**EXERCISE DESCRIPTION**: Repeat the listing word for word. Leave every picture out.

*** Opening MATERIAL PROVIDED ***

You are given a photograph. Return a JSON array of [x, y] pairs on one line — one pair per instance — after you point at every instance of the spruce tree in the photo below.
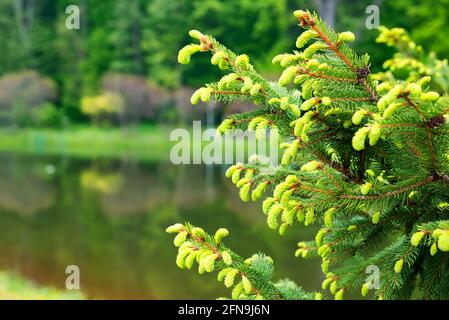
[[366, 160]]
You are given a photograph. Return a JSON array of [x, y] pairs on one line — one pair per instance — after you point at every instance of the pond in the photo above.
[[108, 217]]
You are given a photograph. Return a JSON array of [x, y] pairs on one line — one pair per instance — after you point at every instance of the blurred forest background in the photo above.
[[120, 68]]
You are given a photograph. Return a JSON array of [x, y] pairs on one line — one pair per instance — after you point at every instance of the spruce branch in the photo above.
[[366, 160]]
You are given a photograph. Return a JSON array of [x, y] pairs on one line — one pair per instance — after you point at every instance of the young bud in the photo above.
[[175, 228], [328, 217], [391, 109], [225, 125], [364, 290], [180, 260], [255, 89], [229, 278], [258, 191], [433, 249], [347, 36], [376, 217], [374, 134], [196, 34], [311, 166], [220, 234], [333, 287], [308, 104], [358, 141], [246, 285], [339, 294], [310, 217], [443, 242], [414, 89], [196, 96], [209, 262], [313, 48], [237, 291], [180, 238], [305, 37], [398, 265], [242, 61], [247, 85], [231, 170], [358, 116], [217, 57], [244, 192], [319, 236], [366, 187], [186, 52], [272, 216], [326, 101], [266, 204], [190, 259], [205, 94], [326, 283], [221, 275], [416, 238], [430, 96], [236, 176], [223, 64], [227, 259], [198, 232], [383, 88], [300, 14], [424, 81], [370, 173], [287, 76]]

*** Closing MATERIAL PROVIDED ***

**OUTPUT OF THE TASK**:
You are given a photograph. Return a JSON array of [x, y] pairs on one line — one pair per instance — after you point at every instance of the spruce tree in the photo below.
[[366, 160]]
You are given a photograph. Return a JSON array of [x, y] pairs on one line — one pair per instance — after you point at every instance of the pond in the photo above.
[[108, 217]]
You are given a photograph. Return a JSON array of [x, y] pairs on one line — one pair per instance — after you point at every instance of the blurred forest background in the photo above.
[[120, 68]]
You are given a photograph. Return a JSON array of [x, y] pairs on one line — one pair per instance — after you point at every instance of the spruce branch in the photo above.
[[366, 160]]
You are given a photograph. Return a JSON array of [x, y] pairs on one line — one pair per instance — after you point at every instance of the young bud in the photo above.
[[175, 228], [328, 217], [391, 109], [225, 125], [364, 290], [180, 260], [255, 89], [229, 278], [258, 191], [433, 249], [347, 36], [376, 217], [374, 134], [196, 34], [311, 166], [220, 234], [333, 287], [308, 104], [358, 141], [246, 285], [339, 294], [310, 217], [443, 242], [414, 89], [196, 96], [209, 262], [313, 48], [237, 291], [180, 238], [305, 37], [398, 265], [242, 61], [247, 85], [231, 170], [358, 116], [217, 57], [244, 192], [319, 236], [366, 187], [186, 52], [272, 216], [326, 101], [266, 204], [190, 259], [205, 94], [326, 283], [221, 275], [416, 238], [430, 96], [236, 176], [223, 64], [227, 259], [198, 232], [383, 88], [300, 14], [424, 81], [370, 173], [287, 76]]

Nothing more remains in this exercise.